Don't just blindly set `n_results=5`. Think about:
- Your document length and structure
- Your LLM's context window
- Your quality vs. cost trade-offs
- The semantic distance of retrieved results

For most applications, **n_results=3** with a **distance threshold of 0.5-0.6** is a good starting point. Then tune based on your specific needs!

# 2. RAG (Retrieval-Augmented-Generation)

We’ll keep doing the same search, but now we’ll hand the retrieved text to an LLM and have it compose an answer while staying grounded in our documents.

## 2.1 OpenAI API

We’ll access LLM through the OpenAI API. To do this, we first load the API key from the environment and then create a client object that we will use to send requests to the model.

In [None]:
import os
from getpass import getpass

# Configure OpenAI API key
try:
    from google.colab import userdata
    OPENAI_API_KEY = userdata.get('OPENAI_API_KEY')
    print("✅ API key loaded from Colab secrets")
except:
    from getpass import getpass
    print("💡 To use Colab secrets: Go to 🔑 (left sidebar) → Add new secret → Name: OPENAI_API_KEY")
    OPENAI_API_KEY = getpass("Enter your OpenAI API Key: ")

Dataset entries:

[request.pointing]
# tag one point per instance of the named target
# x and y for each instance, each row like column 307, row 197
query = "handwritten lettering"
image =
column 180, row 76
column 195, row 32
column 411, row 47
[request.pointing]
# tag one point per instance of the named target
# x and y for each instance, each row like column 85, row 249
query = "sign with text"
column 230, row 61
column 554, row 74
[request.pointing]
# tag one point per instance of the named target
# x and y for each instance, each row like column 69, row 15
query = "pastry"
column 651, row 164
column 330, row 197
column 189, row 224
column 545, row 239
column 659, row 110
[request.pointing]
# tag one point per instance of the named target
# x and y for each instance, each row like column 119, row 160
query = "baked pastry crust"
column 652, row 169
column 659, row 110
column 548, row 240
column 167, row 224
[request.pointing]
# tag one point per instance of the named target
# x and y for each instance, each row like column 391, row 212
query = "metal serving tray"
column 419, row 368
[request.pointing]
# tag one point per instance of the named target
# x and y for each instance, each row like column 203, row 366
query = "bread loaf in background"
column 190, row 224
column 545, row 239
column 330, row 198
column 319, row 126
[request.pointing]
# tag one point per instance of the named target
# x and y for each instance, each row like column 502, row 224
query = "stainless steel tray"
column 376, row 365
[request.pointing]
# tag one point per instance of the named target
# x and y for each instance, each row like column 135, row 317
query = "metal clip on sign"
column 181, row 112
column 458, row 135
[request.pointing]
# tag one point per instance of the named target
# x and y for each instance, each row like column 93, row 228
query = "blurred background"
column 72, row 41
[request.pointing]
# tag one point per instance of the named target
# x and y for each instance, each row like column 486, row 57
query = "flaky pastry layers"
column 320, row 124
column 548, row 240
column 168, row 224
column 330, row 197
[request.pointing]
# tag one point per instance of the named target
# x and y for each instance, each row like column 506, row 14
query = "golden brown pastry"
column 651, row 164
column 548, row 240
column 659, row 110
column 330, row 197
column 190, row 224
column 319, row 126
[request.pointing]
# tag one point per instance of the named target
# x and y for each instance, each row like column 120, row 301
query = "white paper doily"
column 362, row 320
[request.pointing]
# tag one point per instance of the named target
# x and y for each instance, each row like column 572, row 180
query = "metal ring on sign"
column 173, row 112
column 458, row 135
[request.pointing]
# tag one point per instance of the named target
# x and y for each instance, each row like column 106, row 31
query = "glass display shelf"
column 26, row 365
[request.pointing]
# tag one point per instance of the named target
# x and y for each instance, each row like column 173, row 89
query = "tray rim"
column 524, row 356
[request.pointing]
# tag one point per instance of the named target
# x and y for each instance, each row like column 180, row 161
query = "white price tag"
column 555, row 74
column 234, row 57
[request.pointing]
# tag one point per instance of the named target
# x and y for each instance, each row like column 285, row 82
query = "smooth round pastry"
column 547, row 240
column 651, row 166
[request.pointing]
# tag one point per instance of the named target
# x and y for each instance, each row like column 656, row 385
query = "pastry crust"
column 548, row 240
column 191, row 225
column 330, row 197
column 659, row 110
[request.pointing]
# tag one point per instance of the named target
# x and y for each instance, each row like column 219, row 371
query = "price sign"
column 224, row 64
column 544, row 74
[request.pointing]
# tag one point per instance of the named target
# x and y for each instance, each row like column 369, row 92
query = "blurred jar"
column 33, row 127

Tasks —
(A) In the source extract, what starting point is recommended for most applications?
(B) Duplicate the part of the source extract starting with "We’ll keep doing" and going on through "OPENAI_API_KEY = userdata.get('OPENAI_API_KEY')".
The listing was drawn from a different source than the source extract.

Answers —
(A) n_results=3 with a distance threshold of 0.5-0.6.

(B)
We’ll keep doing the same search, but now we’ll hand the retrieved text to an LLM and have it compose an answer while staying grounded in our documents.

## 2.1 OpenAI API

We’ll access LLM through the OpenAI API. To do this, we first load the API key from the environment and then create a client object that we will use to send requests to the model.

In [None]:
import os
from getpass import getpass

# Configure OpenAI API key
try:
    from google.colab import userdata
    OPENAI_API_KEY = userdata.get('OPENAI_API_KEY')